- Goal 1: Output the portion of the passage on searching a 2D matrix between "Given target = 3, return" and "if(matrix[mid][n-1] == target)", inclusive, reproducing it word for word.
- Goal 2: Go on with the passage on searching a 2D matrix from the point at which it stops.

- Text passage:

━━━━━━━━━━━━━━━━━━━━━━━━━━━━━━

[Leetcode] Search a 2D Matrix

Write an efficient algorithm that searches for a value in an m x n matrix. This matrix has the following properties:

• Integers in each row are sorted from left to right.
• The first integer of each row is greater than the last integer of the previous row.

For example,
Consider the following matrix:

[
  [1,   3,  5,  7],
  [10, 11, 16, 20],
  [23, 30, 34, 50]
]

Given target = 3, return true.

Use binary search twice. First search on the last column, if we could find the target then return true; otherwise we find the first element that bigger than target. If target exist then it could only exist on this row. So we do binary search on this row and try to find the target.

    public boolean searchMatrix(int[][] matrix, int target) {
        int m = matrix.length;
        if(m == 0)
            return false;
        int n = matrix[0].length;
        int left = 0, right = m - 1;
        while(left <= right) {
            int mid = left + (right - left) / 2;
            if(matrix[mid][n-1] == target)

━━━━━━━━━━━━━━━━━━━━━━━━━━━━━━

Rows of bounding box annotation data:
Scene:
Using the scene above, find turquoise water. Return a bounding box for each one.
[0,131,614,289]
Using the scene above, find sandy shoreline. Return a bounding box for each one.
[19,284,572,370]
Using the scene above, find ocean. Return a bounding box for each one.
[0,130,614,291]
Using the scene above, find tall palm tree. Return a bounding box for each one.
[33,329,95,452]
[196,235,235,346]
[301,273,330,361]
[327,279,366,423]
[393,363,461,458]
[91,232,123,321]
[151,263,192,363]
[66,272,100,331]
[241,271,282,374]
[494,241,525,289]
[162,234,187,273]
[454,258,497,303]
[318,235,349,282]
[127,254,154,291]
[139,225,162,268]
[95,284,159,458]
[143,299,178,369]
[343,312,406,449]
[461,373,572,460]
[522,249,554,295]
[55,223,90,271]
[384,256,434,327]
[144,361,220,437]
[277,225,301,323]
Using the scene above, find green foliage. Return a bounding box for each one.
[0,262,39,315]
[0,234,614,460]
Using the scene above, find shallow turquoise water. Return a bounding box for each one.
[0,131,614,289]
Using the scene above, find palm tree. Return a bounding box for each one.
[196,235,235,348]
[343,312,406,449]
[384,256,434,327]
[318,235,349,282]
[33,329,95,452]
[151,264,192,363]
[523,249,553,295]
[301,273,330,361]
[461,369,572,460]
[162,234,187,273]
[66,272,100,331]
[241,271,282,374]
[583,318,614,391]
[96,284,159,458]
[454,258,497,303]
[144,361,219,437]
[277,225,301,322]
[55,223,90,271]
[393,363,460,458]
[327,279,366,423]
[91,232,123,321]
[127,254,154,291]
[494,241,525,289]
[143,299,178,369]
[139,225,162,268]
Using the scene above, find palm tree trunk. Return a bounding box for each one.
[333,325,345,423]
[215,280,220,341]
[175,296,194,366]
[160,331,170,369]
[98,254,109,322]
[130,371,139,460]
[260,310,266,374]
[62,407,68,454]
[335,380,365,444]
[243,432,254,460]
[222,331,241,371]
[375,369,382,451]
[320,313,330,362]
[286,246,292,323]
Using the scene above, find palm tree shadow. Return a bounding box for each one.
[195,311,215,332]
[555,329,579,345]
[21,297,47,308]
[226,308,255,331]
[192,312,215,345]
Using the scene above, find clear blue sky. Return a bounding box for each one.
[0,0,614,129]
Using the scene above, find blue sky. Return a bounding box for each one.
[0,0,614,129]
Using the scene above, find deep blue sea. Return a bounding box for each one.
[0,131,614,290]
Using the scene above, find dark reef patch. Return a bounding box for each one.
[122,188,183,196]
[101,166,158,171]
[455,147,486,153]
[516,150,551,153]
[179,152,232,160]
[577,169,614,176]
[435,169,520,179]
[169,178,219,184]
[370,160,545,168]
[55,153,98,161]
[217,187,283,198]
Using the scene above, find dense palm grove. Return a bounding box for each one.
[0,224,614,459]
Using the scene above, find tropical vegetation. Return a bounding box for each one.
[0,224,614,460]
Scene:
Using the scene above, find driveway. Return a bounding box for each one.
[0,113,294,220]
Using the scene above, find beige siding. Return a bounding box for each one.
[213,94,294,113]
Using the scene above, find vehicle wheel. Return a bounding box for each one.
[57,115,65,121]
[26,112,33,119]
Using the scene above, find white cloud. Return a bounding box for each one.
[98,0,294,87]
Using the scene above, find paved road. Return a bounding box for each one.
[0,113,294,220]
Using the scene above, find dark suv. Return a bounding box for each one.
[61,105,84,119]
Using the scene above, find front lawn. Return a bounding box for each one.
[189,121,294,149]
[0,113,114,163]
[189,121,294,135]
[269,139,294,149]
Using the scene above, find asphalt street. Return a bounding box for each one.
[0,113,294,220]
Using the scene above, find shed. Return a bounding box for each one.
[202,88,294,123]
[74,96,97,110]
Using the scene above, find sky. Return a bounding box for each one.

━━━━━━━━━━━━━━━━━━━━━━━━━━━━━━

- Result 1:
Given target = 3, return true.

Use binary search twice. First search on the last column, if we could find the target then return true; otherwise we find the first element that bigger than target. If target exist then it could only exist on this row. So we do binary search on this row and try to find the target.

    public boolean searchMatrix(int[][] matrix, int target) {
        int m = matrix.length;
        if(m == 0)
            return false;
        int n = matrix[0].length;
        int left = 0, right = m - 1;
        while(left <= right) {
            int mid = left + (right - left) / 2;
            if(matrix[mid][n-1] == target)

- Result 2:
                return true;
            else if(matrix[mid][n-1] > target)
                right = mid - 1;
            else
                left = mid + 1;
        }
        int i = left;
        if(i >= m) // target is larger than the biggest element in the matrix
            return false;
        left = 0; right = n-1;
        while(left <= right) {
            int mid = left + (right - left) / 2;
            if(matrix[i][mid] == target)
                return true;
            else if(matrix[i][mid] > target)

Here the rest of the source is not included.